■ Passage provided ■
- - -
As the Zika epidemic sweeps Brazil, the country’s Health Ministry has struggled to address one of the disease’s most troubling complications: microcephaly, a birth defect that causes babies to have abnormally small heads. Although the rise in microcephaly rates has not been conclusively tied to Zika, experts such as Dr. César Victora, emeritus professor of epidemiology at the Federal University of Pelotas, are “100 percent sure that there is a link.”

Unfortunately, the Health Ministry’s current approach to the crisis—asking women to refrain from becoming pregnant to avoid microcephaly and other Zika-related birth defects—is unfair and unhelpful. Like much of Catholic Latin America, Brazil provides limited access to contraception, and “even if a woman is convinced by the government’s messages, she might still get pregnant unintentionally,” as said by Carmen Barroso, regional director of the International Planned Parenthood Federation in the Western Hemisphere. In fact, over half of the pregnancies in Latin America and the Caribbean are accidental, and unmarried adolescent women are particularly at risk, as 43 percent of them do not use any form of birth control, according to the Guttmacher Institute.

Additionally, Zika has recently been shown to be sexually transmissible, indicating an even greater need for the Brazilian Health Ministry to endorse and distribute contraceptives. “If a man…gets sick with Zika, and then has sexual intercourse with a woman who is pregnant or may be pregnant, there is the theoretical risk that that woman [and her fetus] could then become infected with Zika,” explained Thomas Frieden, director of the Centers for Disease Control (CDC). Aside from abstinence, condoms offer the only protection against this form of Zika transmission, the CDC reports, and therefore the Brazilian government’s anti-condom stance has the potential to be highly detrimental to public health.
- - -
■ Your tasks ■
(a) Name every organization mentioned in the Zika article above.
(b) Does each of these statements agree with the Zika article? Answer yes or no for each, and quote the words from the article that decide it. (i) The rise in microcephaly rates has been conclusively tied to Zika. (ii) More than half of the pregnancies in Latin America and the Caribbean are accidental. (iii) The CDC reports that, apart from abstinence, condoms are the only protection against sexual transmission of Zika.
(c) Continue the Zika article from its last sentence.
- - -
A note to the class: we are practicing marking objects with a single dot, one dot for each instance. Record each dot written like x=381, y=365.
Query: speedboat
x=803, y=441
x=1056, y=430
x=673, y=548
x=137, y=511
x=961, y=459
- - -
■ Outputs for the tasks ■
(a)
- Brazil's Health Ministry
- Federal University of Pelotas
- International Planned Parenthood Federation
- Guttmacher Institute
- Centers for Disease Control (CDC)

(b)
(i) No: "Although the rise in microcephaly rates has not been conclusively tied to Zika"
(ii) Yes: "over half of the pregnancies in Latin America and the Caribbean are accidental"
(iii) Yes: "Aside from abstinence, condoms offer the only protection against this form of Zika transmission, the CDC reports"

(c)
Brazil’s restrictive abortion laws are equally problematic, as the rural women most impacted by the Zika outbreak are those with the fewest resources to care for children with microcephaly. “The poorest women live in the mountains, places in tropical areas where there are more mosquitos and they’re more isolated from health facilities. This virus will probably affect them disproportionately,” said Paula Avila-Guillen, a program specialist for the Center for Reproductive Rights. The Brazilian government’s pro-life policies—including allegedly confiscating shipments of abortion pills from overseas—force these women to seek out dangerous clandestine abortions or resign themselves to supporting children whose medical needs far exceed their finances.

Instead of adding to these women’s distress, the Brazilian Health Ministry should guarantee all women the right to safe sex and abortion. Women are already allowed to terminate pregnancies on the basis of anencephaly (a birth defect in which the infant is missing parts of the brain and skull), meaning an exemption for microcephaly is well within reach. More importantly, the government’s current reproductive health policies are devastatingly out of touch with women’s lives. “My world fell,” wrote one Brazilian woman upon learning the abortion pills she had requested had been seized. “Unfortunately I do not have the freedom of choice in this country, my heart and my soul cries, for my despair only increased.”

Davis is a member of the class of 2017.